EXTRAIT DU TEXTE —
Comment est né le label Carton Records ?

C’est moi qui ai monté ça entre 2008 et 2009. À l’époque, je jouais dans différents projets. On a envoyé des maquettes à des labels qui nous répondaient : “ On n’a pas de temps, on n’a pas de sous. Ça ne nous plait pas…”.  Moi, je trouvais que la musique de ces trois projets, croix-bâton-rond, devait exister un peu plus. Je me suis dit : qu’est-ce que c’est qu’un label ? C’est d’abord un site internet avec des disques ! Vu les moyens qu’on avait, on a acheté des pochettes en carton qu’on a tamponnées, d’où le nom Carton… J’ai déménagé de Paris  à Lyon où se trouvent nos bureaux. On est une équipe de six personnes. Avec le label, on a aussi une activité de booking, on fait tourner des projets.

Et pourquoi cette symbolique “ Croix Bâton Rond” ?

Alors ça, c’est autre chose. On a donc trois séries : la série croix croix, la série bâton et la série rond. L’esthétique croix croix, c’est plutôt tout ce qui est musique expérimentale, noise, free jazz. Bâton, ce qui est plutôt ancré dans la tradition du rock, du folk, même s’il y a toujours un petit côté expérimental, et rond, ce sont des trucs qui font danser plus facilement. J’avais le sentiment que c’était important – en tout cas pour moi ça l’était- d’avoir ces trois séries là, même si souvent des gens jouent dans trois séries différentes. Mais ce qu’on défend, c’est plutôt comment les musiciens jouent, comment ils créent leur musique, s’en emparent, la modèlent, et comment ils travaillent cette idée-là, quelle qu’en soit l’esthétique. Mais voilà, ce label, c’est surtout comment on défend nos musiques. Et quelle que soit l’esthétique, les artistes de Carton sont plutôt des gens sans concession artistique, avec des projets assez radicaux. Après, il y a l’emballage qu’on en fait, l’esthétique…On a besoin de le ranger dans des cases. Mais au fond, les cases ne correspondent à rien du tout. Croix, rond, bâton, chacun a son imaginaire là-dessus. On a juste besoin d’un peu flécher tout ça pour le rendre soutenable, identifiable.

© Maxime Sève

Les pochettes ont un style très particulier. D’où vient ce choix ?

DONNÉES ENREGISTRÉES —
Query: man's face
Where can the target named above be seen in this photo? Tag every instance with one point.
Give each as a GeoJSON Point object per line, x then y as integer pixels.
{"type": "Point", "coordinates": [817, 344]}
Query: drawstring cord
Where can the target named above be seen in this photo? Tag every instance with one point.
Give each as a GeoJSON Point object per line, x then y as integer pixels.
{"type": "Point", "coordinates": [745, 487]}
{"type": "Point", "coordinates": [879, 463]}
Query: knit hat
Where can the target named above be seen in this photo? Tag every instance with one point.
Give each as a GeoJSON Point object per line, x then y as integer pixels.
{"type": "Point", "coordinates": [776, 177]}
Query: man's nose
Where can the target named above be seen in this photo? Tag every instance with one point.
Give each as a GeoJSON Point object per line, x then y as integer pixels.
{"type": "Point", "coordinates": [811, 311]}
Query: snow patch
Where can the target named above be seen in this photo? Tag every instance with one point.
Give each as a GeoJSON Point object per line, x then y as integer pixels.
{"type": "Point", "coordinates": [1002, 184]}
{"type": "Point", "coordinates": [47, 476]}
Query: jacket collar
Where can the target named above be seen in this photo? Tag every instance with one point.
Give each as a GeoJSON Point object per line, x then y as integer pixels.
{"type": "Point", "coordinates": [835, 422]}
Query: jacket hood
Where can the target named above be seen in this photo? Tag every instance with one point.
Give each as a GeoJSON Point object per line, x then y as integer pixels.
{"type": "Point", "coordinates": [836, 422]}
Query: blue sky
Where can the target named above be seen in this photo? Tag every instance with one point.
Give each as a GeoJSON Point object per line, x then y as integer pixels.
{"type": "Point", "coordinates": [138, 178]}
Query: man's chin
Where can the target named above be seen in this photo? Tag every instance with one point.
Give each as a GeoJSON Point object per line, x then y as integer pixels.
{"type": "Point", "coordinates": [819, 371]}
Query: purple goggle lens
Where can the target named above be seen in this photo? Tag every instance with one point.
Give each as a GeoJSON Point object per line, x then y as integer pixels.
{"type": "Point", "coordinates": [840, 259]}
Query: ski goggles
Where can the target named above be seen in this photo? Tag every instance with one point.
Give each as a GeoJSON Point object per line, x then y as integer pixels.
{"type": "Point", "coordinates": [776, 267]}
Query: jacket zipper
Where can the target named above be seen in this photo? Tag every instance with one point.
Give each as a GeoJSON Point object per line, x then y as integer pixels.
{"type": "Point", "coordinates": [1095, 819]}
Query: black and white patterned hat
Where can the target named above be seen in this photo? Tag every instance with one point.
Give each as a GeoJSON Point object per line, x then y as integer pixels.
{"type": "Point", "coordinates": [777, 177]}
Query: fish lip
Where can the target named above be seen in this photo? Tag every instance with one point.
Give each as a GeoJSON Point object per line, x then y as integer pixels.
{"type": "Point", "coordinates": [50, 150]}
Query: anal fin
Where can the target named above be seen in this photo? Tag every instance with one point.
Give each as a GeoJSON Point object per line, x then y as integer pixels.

CONSIGNE A — Les affirmations suivantes sont-elles conformes à l'entretien sur le label Carton Records ? Répondez par oui ou non et citez les mots décisifs de l'entretien : (i) le label a été monté entre 2008 et 2009 ; (ii) l'équipe compte huit personnes ; (iii) la série bâton regroupe la musique expérimentale, la noise et le free jazz.
CONSIGNE B — Reprenez l'entretien sur le label Carton Records après sa dernière phrase.

RÉPONSE A —
(i) Oui : « C’est moi qui ai monté ça entre 2008 et 2009. »
(ii) Non : « On est une équipe de six personnes. »
(iii) Non : « L’esthétique croix croix, c’est plutôt tout ce qui est musique expérimentale, noise, free jazz. »

RÉPONSE B —
On a une charte graphique bien établie. Ce que les pochettes mettent en avant, c’est ce que les artistes choisissent, tout en s’intégrant dans cette charte graphique, ce qui fait que tout est homogène et que ça peut être inspirant. Un peu comme dans les labels à l’ancienne, on met l’étiquette, l’emballage, mais on ne choisit pas les photos.

Un extrait du catalogue Carton Records. Retrouvez l’intégralité ici

Carton a-t-il une autre manière de produire la musique que les autres labels ?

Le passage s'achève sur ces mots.